▶ _BRIEF_: Find each line in the items below that contains the word "calm" and copy those lines out.

▶ _DATA RECORDS_:
--- Start ---
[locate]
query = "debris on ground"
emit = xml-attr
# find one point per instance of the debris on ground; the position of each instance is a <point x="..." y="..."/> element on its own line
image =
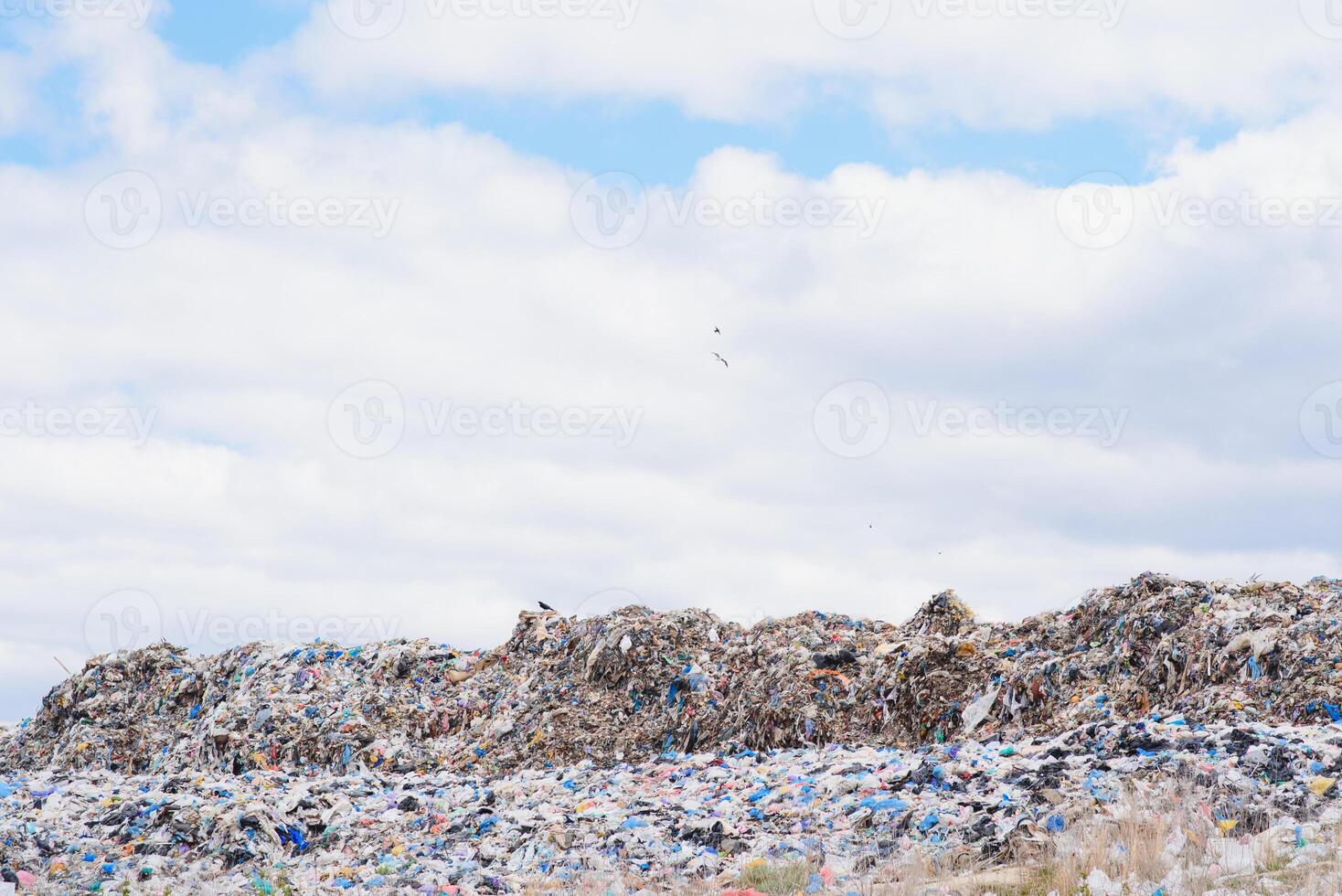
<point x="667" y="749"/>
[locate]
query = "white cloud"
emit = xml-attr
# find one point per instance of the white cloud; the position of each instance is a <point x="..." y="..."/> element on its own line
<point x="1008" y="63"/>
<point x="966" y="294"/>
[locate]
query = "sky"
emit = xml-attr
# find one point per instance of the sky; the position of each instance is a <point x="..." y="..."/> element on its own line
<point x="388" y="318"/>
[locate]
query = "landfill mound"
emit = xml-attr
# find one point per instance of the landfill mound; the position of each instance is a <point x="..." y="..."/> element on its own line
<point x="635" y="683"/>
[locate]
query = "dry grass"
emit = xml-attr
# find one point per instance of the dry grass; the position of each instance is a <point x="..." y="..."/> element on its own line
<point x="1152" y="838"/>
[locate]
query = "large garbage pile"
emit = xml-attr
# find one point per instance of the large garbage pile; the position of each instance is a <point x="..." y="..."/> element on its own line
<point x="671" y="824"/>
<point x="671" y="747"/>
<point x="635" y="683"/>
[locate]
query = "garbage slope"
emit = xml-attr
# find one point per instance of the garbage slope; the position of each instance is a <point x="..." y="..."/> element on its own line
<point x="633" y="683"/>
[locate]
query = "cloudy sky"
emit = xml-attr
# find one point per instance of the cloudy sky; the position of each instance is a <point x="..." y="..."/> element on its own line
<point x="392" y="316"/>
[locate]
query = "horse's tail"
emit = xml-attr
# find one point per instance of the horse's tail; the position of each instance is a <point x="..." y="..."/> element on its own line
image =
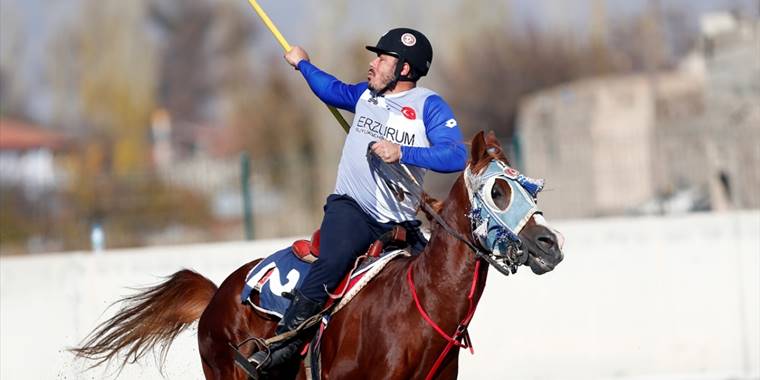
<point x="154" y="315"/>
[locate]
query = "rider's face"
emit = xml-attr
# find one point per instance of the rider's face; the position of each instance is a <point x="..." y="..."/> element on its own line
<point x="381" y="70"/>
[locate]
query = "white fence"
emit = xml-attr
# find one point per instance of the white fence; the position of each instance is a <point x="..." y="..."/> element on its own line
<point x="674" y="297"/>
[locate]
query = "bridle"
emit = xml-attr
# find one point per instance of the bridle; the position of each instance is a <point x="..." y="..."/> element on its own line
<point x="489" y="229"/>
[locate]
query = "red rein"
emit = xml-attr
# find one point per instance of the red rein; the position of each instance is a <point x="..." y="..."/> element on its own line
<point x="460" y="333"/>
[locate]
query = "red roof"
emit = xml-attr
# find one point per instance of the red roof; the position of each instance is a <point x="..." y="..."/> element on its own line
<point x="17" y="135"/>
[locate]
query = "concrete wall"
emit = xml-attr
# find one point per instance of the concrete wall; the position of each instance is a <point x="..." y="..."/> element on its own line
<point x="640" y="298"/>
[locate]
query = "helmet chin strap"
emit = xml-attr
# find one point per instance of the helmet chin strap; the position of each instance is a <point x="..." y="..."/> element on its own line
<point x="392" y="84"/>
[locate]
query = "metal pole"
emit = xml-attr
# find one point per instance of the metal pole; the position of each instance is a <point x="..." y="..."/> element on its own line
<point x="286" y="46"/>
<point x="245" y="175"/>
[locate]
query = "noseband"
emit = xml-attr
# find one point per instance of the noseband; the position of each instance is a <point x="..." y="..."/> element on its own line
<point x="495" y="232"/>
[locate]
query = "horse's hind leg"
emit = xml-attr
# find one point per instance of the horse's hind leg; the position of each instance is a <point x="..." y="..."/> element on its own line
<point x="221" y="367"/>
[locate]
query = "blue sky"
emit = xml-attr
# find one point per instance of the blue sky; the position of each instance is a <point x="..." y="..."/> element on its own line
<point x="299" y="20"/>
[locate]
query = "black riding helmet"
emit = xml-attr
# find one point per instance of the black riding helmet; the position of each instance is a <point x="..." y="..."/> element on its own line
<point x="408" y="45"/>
--- End ---
--- Start ---
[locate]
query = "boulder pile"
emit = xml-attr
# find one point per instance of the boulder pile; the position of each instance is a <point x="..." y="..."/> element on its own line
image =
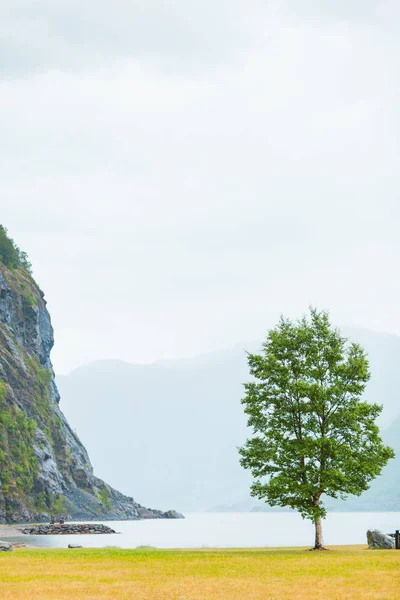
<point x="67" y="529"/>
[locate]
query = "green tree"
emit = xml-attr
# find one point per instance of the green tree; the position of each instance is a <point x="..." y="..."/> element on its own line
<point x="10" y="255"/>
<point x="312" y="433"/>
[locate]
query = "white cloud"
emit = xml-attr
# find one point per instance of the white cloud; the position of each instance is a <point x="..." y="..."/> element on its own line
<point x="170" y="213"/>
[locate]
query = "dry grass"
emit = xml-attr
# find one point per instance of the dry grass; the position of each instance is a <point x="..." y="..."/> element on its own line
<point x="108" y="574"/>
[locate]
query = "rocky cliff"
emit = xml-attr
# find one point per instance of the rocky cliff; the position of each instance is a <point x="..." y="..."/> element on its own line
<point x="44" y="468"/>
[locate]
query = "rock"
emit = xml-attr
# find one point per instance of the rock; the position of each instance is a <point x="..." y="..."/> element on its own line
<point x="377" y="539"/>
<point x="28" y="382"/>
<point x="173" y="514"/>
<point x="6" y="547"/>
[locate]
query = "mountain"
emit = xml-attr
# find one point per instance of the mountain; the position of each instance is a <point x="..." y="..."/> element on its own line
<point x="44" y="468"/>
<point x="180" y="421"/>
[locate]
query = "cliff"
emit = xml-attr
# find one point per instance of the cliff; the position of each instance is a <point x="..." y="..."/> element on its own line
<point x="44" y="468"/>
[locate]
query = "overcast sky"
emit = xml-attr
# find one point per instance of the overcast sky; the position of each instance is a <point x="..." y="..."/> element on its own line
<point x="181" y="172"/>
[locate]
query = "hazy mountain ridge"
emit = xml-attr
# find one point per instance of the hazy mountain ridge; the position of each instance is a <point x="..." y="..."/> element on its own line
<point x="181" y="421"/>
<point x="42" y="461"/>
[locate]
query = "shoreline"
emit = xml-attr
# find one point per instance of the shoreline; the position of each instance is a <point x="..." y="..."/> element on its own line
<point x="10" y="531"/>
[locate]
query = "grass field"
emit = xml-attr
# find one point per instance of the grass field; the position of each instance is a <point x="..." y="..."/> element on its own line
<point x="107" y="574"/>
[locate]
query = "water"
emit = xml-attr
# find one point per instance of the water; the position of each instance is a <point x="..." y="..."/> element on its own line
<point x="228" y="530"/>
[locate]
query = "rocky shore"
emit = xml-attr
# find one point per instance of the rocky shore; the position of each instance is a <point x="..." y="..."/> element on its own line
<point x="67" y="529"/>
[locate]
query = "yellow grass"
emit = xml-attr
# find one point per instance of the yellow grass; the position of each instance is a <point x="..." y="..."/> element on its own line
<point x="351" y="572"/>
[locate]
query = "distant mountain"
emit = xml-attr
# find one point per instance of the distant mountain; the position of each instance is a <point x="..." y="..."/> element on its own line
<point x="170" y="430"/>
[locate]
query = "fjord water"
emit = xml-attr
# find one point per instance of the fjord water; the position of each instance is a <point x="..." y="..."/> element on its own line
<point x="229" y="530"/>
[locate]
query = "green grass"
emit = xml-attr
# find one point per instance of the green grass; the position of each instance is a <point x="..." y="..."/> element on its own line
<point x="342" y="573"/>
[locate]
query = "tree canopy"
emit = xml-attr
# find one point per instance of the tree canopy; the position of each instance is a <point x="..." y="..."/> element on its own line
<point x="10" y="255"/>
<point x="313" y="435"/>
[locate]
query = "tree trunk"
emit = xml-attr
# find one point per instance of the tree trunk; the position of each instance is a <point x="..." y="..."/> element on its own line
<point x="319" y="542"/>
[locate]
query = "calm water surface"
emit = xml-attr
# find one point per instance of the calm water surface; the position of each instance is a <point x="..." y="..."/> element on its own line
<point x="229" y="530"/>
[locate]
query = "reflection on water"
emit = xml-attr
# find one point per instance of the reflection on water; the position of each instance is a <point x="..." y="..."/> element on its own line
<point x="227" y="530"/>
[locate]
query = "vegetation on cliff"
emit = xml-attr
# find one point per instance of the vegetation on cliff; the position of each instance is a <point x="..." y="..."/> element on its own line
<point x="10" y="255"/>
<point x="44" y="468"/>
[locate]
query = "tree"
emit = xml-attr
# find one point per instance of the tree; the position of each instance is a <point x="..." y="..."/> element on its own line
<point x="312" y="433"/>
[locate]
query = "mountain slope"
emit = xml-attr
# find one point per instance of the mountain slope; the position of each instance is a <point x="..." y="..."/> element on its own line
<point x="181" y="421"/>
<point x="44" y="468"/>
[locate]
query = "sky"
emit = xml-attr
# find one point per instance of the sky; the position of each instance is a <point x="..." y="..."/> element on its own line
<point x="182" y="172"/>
--- End ---
--- Start ---
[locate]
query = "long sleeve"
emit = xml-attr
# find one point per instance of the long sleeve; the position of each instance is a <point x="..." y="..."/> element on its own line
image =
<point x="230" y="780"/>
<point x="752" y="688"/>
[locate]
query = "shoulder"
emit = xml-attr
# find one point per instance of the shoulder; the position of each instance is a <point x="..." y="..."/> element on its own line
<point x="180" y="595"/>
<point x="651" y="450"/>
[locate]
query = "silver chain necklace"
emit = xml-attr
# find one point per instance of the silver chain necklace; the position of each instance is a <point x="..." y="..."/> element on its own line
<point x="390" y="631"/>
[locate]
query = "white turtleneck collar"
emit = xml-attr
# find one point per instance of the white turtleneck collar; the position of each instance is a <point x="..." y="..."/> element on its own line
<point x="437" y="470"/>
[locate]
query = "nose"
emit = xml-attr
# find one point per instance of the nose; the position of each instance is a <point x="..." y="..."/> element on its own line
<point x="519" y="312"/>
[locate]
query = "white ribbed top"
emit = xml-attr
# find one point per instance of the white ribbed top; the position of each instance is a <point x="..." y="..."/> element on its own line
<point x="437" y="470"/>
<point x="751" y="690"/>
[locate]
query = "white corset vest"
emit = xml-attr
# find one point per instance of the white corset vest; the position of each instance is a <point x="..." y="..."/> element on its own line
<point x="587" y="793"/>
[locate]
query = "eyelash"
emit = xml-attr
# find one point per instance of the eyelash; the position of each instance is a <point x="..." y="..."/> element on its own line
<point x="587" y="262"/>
--- End ---
▶ _ANSWER FOR THE TASK_:
query = "calm water surface"
# find one point per instance of the calm water surface; the position of each instance is a <point x="..." y="..."/> element on its own line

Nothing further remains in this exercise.